* **Page extract**
===============

2. If you are affable, the commercial news media will judge you on your
intentions rather than your actual results. Reagan proved that image is
everything. As long as he was charming, reporters who asked difficult
questions would be shunned by their peers as acting rude toward a nice old
man. Bush has held even fewer public news conferences than Reagan yet his
management of the news media has produced little backlash, despite his lies
about Iraqi weapons of mass destruction, a link between Hussein and
al-Qaeda, the effect of massive tax cuts, etc. Like Reagan, Bush has
succeeded in getting the news media to judge him on the wellness of his
intentions rather than on the wisdom of his judgment.

1. Boldly claim credit for major historic events and make it seem that you
caused them: After 60 years communism in Russia and Eastern Europe was
falling under the weight of its inability to perform economically and its
massive worldwide military commitments. Its legitimacy was under
significant attack from within and was further undermined by the loss of
the Soviet Army to insurgents in Afghanistan. Communist Party leader
Mikhail Gorbachev's economic and political liberalization, intended to
improve openness and productivity, raised expectations that rapidly ran
ahead of actual results and led to a breakdown of public authority. This
was exploited by Boris Yeltsin and other reformers who seized power. It is
liberalization that could not be controlled that ended totalitarianism in
the former Soviet Union -- not the expansion of American military spending.

===============

* **Bounding-box records**
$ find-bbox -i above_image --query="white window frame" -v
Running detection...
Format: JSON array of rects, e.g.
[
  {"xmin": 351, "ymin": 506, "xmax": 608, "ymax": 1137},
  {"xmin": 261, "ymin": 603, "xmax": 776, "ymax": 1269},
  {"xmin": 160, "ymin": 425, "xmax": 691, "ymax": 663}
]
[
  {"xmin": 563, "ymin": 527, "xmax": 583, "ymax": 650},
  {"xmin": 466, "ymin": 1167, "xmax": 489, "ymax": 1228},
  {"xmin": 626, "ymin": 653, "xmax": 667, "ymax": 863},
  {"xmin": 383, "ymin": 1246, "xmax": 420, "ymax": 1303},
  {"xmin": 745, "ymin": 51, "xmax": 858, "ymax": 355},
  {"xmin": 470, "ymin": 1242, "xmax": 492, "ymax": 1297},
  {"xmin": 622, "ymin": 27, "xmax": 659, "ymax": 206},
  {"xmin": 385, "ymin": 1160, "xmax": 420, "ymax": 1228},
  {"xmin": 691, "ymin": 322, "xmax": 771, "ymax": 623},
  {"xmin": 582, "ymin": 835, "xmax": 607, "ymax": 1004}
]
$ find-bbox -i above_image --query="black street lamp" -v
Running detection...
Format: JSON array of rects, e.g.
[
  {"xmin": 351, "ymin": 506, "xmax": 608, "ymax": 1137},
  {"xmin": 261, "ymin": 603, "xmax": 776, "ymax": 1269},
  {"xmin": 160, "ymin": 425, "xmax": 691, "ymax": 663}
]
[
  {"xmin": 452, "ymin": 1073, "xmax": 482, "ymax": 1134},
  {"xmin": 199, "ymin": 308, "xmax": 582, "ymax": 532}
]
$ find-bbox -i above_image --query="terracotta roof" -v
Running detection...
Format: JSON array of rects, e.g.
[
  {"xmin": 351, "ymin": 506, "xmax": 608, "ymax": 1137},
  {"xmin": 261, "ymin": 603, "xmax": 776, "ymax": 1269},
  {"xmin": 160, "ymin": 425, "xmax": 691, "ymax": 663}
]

===============

* **Required work**
1. Transcribe the part of the political commentary that opens with the words containing "2. If you are" and closes with "of his judgment.".
2. Reproduce the bounding-box records with "Running detection" changed to "Starting detection" wherever it occurs, and keep every other line unchanged.

* **Answers below**
1.
2. If you are affable, the commercial news media will judge you on your
intentions rather than your actual results. Reagan proved that image is
everything. As long as he was charming, reporters who asked difficult
questions would be shunned by their peers as acting rude toward a nice old
man. Bush has held even fewer public news conferences than Reagan yet his
management of the news media has produced little backlash, despite his lies
about Iraqi weapons of mass destruction, a link between Hussein and
al-Qaeda, the effect of massive tax cuts, etc. Like Reagan, Bush has
succeeded in getting the news media to judge him on the wellness of his
intentions rather than on the wisdom of his judgment.

2.
$ find-bbox -i above_image --query="white window frame" -v
Starting detection...
Format: JSON array of rects, e.g.
[
  {"xmin": 351, "ymin": 506, "xmax": 608, "ymax": 1137},
  {"xmin": 261, "ymin": 603, "xmax": 776, "ymax": 1269},
  {"xmin": 160, "ymin": 425, "xmax": 691, "ymax": 663}
]
[
  {"xmin": 563, "ymin": 527, "xmax": 583, "ymax": 650},
  {"xmin": 466, "ymin": 1167, "xmax": 489, "ymax": 1228},
  {"xmin": 626, "ymin": 653, "xmax": 667, "ymax": 863},
  {"xmin": 383, "ymin": 1246, "xmax": 420, "ymax": 1303},
  {"xmin": 745, "ymin": 51, "xmax": 858, "ymax": 355},
  {"xmin": 470, "ymin": 1242, "xmax": 492, "ymax": 1297},
  {"xmin": 622, "ymin": 27, "xmax": 659, "ymax": 206},
  {"xmin": 385, "ymin": 1160, "xmax": 420, "ymax": 1228},
  {"xmin": 691, "ymin": 322, "xmax": 771, "ymax": 623},
  {"xmin": 582, "ymin": 835, "xmax": 607, "ymax": 1004}
]
$ find-bbox -i above_image --query="black street lamp" -v
Starting detection...
Format: JSON array of rects, e.g.
[
  {"xmin": 351, "ymin": 506, "xmax": 608, "ymax": 1137},
  {"xmin": 261, "ymin": 603, "xmax": 776, "ymax": 1269},
  {"xmin": 160, "ymin": 425, "xmax": 691, "ymax": 663}
]
[
  {"xmin": 452, "ymin": 1073, "xmax": 482, "ymax": 1134},
  {"xmin": 199, "ymin": 308, "xmax": 582, "ymax": 532}
]
$ find-bbox -i above_image --query="terracotta roof" -v
Starting detection...
Format: JSON array of rects, e.g.
[
  {"xmin": 351, "ymin": 506, "xmax": 608, "ymax": 1137},
  {"xmin": 261, "ymin": 603, "xmax": 776, "ymax": 1269},
  {"xmin": 160, "ymin": 425, "xmax": 691, "ymax": 663}
]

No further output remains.